TASK INPUT |
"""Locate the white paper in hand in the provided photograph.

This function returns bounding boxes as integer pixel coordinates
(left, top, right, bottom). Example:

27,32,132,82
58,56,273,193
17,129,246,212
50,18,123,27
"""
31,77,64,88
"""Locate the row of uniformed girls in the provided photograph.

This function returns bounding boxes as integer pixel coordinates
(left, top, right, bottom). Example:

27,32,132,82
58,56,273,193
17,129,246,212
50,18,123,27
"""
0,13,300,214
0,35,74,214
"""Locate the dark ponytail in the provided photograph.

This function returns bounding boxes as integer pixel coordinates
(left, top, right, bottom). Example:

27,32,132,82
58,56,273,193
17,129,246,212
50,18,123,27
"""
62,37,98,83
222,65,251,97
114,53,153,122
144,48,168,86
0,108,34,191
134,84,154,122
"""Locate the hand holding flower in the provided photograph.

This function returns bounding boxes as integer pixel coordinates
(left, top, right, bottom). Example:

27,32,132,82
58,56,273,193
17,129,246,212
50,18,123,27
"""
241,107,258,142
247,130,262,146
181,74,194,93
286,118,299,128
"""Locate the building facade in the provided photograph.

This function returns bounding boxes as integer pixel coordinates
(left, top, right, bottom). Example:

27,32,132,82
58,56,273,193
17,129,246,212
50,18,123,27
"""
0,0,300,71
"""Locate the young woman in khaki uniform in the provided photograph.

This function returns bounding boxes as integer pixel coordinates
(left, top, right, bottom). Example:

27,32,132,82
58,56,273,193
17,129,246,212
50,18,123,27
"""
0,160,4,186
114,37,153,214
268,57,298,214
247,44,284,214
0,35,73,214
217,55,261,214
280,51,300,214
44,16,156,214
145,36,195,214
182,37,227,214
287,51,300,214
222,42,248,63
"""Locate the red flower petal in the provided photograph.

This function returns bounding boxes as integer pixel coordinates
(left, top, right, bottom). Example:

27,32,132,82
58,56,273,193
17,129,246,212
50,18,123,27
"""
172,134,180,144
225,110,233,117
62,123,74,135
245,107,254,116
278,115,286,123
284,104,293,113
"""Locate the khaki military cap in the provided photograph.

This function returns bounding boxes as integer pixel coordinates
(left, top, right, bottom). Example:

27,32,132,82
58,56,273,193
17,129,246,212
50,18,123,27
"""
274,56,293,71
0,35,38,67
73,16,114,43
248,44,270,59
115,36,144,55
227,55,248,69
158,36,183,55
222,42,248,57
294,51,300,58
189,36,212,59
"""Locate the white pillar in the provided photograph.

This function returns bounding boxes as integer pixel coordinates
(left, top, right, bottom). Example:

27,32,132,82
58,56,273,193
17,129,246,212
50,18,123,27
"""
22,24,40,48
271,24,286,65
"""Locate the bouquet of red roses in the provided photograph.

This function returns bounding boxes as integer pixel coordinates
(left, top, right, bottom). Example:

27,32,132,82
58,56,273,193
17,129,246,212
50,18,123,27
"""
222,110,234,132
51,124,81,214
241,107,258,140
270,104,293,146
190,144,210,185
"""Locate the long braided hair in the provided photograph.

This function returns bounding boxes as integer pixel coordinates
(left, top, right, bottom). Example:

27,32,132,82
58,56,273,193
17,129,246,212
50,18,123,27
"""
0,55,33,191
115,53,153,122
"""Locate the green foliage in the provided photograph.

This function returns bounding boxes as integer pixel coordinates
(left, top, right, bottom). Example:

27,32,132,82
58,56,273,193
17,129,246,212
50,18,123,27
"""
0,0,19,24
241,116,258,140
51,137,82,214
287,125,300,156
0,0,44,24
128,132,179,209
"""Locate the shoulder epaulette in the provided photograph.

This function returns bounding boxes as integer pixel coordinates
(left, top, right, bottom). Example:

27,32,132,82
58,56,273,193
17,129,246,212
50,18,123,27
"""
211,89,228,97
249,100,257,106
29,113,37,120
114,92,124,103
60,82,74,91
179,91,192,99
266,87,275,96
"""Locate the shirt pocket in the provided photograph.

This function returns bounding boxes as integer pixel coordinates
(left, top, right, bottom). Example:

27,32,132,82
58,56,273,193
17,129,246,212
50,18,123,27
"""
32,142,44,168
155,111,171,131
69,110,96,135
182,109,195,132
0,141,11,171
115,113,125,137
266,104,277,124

SET PROBLEM | Rewrite all the lines above, replacing "bounding boxes" with "rectangles" wherever it occurs and keeping everything else the same.

OUTPUT OF THE TASK |
"""Locate the white paper in hand in the provided photograph.

This function returns rectangles as integer pixel coordinates
(left, top, right, bottom). Example:

27,32,132,82
58,56,273,193
17,129,246,212
50,18,123,27
"""
31,77,64,88
"""Locate the row of uniformed girls in the provided photograph.

This function returns rectangles as integer pixel coordinates
(left, top, right, bottom). Example:

27,32,132,82
58,56,273,193
17,129,246,212
50,18,123,27
"""
0,13,300,214
0,35,74,214
"""Locate the dark ponytail in the provided photograph.

This function returns rectangles as integer pixel coordinates
(left, top, right, bottom). Example:

27,32,132,82
58,56,273,193
17,129,246,212
50,18,123,27
"""
62,37,98,83
222,65,251,97
114,53,153,122
144,48,168,86
0,108,34,191
134,84,154,122
"""Locate the hand holding flower in the provided photograph.

This function returns rectangles as integer pixel coordinates
(left, top, right, bottom). Example:

27,32,132,82
58,56,273,193
17,129,246,212
50,18,123,27
"""
241,107,258,142
247,130,262,146
181,74,194,93
286,118,299,128
"""Locate the building facade in the provided photograph.

This function returns rectangles as integer pixel coordinates
(left, top, right, bottom). Example:

27,32,132,82
58,56,273,193
17,129,246,212
50,18,123,27
"""
0,0,300,71
"""Locate the young woman in khaki uniform in the provided photograph.

This function returns rectangles as integer pixel coordinates
(left, top, right, bottom). Example:

27,32,132,82
58,56,273,193
17,129,246,212
50,18,123,27
"""
0,160,4,186
114,37,153,214
268,57,298,214
247,44,284,214
0,35,73,214
217,55,261,214
280,51,300,214
44,16,156,214
145,36,195,214
182,37,227,214
287,51,300,214
222,42,248,63
"""Locate the red flower petal in the provided photograph.

This function returns rectangles as integer pixel coordinates
(left, top, right, bottom). Example:

27,32,132,82
58,56,273,193
17,129,246,212
50,18,123,27
"""
172,134,180,144
225,110,233,117
62,123,74,135
245,107,254,116
278,115,286,123
284,104,293,113
"""Locate the khaki military cap in the provided photograph.

This function returns rectangles as integer pixel coordinates
(left, top, right, bottom). Example:

27,32,132,82
58,56,273,193
17,129,246,212
50,18,123,27
"""
274,56,293,71
0,35,38,67
73,16,114,43
248,44,270,59
115,36,144,55
227,55,248,69
158,36,183,55
222,42,248,57
294,51,300,58
189,36,212,59
"""Locate the white pillar in the provided photograph.

This function returns rectangles as integer pixel coordinates
(left, top, right, bottom). Example:

27,32,132,82
58,56,273,193
17,129,246,212
50,18,123,27
"""
22,24,40,48
271,24,286,65
"""Locate the bouquet of red roses in the provided photograph.

This function returns rectangles as integer pixel coordinates
(left, top, right, bottom). Example:

27,32,132,82
58,56,273,193
17,129,246,212
50,18,123,27
"""
222,110,234,132
51,124,81,214
241,107,258,140
270,104,293,146
190,144,210,185
"""Locate the long braided hair in the provided photograph.

This function returns rectangles as integer pixel coordinates
(left, top, right, bottom). Example:

27,32,132,82
58,56,273,193
17,129,246,212
50,18,123,27
"""
0,55,33,191
115,53,153,122
"""Locate the green foliage in the provided photograph.

This function returns rectangles as integer pixel coordinates
(left, top, right, bottom). Example:

27,32,132,82
58,56,273,193
17,129,246,212
50,18,123,27
"""
0,0,19,24
241,116,258,140
51,137,82,214
287,125,300,156
0,0,44,24
128,132,179,209
"""Locate the shoulder epaulette in the provided photograph.

This function returns rectangles as integer pixel coordinates
(left, top, right, bottom). Example:

27,32,132,82
58,56,273,193
17,129,246,212
50,18,123,27
"""
211,89,228,97
249,100,257,106
29,113,37,120
114,92,124,103
60,82,74,91
179,91,192,99
266,87,275,96
"""Locate the shirt pocket in the provided photograph.

This function returns rectangles as integer pixel coordinates
(left, top, right, bottom). Example:

27,32,132,82
58,56,273,193
17,129,246,212
50,18,123,27
"""
32,142,44,168
155,111,171,131
69,110,96,135
182,109,195,132
0,141,11,171
115,113,125,137
266,104,277,124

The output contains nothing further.